- Challenge:
Return exactly the lines that run from the one containing "Where can the round" to the end of the entries, with both ends included.

Dataset rows on where objects appear:
-------------------------

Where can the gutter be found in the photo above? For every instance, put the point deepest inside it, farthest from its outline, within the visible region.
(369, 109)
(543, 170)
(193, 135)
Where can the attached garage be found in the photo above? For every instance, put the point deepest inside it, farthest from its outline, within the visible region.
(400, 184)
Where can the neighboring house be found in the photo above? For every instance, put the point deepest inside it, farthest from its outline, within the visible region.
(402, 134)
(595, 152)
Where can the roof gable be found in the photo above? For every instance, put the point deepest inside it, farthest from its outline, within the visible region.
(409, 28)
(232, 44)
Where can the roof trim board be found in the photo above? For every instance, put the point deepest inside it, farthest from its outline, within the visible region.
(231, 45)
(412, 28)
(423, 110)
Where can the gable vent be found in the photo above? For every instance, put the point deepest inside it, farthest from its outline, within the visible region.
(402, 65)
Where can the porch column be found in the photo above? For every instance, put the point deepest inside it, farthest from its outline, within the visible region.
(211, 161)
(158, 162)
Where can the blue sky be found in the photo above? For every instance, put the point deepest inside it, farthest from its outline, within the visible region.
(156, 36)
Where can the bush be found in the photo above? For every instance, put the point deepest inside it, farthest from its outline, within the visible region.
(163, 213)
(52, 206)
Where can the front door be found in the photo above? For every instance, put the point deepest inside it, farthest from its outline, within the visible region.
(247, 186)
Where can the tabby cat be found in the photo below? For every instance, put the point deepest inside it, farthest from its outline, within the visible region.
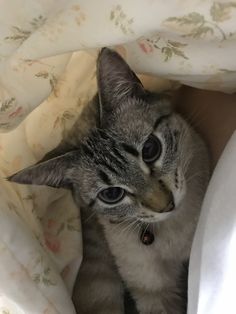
(138, 172)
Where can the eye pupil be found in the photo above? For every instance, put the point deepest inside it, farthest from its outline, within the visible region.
(111, 195)
(151, 149)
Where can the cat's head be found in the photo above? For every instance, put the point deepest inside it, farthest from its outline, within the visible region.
(134, 164)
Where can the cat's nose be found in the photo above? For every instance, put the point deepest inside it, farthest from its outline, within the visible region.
(159, 199)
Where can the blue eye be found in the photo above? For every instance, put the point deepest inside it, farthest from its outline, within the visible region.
(112, 195)
(152, 149)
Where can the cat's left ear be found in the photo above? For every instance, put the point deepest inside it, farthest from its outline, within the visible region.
(54, 172)
(116, 81)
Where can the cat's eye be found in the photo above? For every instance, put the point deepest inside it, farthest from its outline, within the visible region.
(152, 149)
(112, 195)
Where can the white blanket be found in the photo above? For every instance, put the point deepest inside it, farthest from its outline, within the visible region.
(193, 42)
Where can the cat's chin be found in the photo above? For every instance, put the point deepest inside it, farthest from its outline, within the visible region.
(153, 217)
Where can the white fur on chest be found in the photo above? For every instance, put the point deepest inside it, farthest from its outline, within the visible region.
(156, 266)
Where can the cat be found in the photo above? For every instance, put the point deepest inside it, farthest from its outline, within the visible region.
(138, 172)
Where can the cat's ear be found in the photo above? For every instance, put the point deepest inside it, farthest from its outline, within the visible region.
(116, 80)
(54, 172)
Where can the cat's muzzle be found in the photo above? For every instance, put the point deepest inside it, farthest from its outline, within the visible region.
(159, 200)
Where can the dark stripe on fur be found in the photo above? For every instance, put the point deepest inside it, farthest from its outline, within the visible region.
(130, 149)
(104, 177)
(160, 119)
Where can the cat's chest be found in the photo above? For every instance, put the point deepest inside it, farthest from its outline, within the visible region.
(146, 265)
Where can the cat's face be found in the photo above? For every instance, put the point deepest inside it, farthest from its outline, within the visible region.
(134, 164)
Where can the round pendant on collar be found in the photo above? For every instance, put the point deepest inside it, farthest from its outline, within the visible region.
(147, 237)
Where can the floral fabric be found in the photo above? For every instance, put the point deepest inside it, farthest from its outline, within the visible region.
(192, 42)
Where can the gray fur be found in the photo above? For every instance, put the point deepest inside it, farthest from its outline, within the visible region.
(110, 154)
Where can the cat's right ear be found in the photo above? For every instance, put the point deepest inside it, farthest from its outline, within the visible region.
(55, 172)
(116, 81)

-------------------------

- Correct answer:
Where can the round pendant on collar be found in the photo above? For every instance, put the point deepest inside it, farthest from its outline, within the visible region.
(147, 237)
Where can the floral fabric be found in the photo above? For every instance, put the point deepest inside it, farthest from its outline, within the visible region.
(192, 42)
Where can the gray fur be found in the photo above? For every instance, put the point deepest inside it, farthest from its outline, within the visible region.
(110, 154)
Where can the cat's right ear be found in the photo above? For every instance, put the point deepest inside it, farthest from its outline, within the visible region.
(55, 172)
(116, 81)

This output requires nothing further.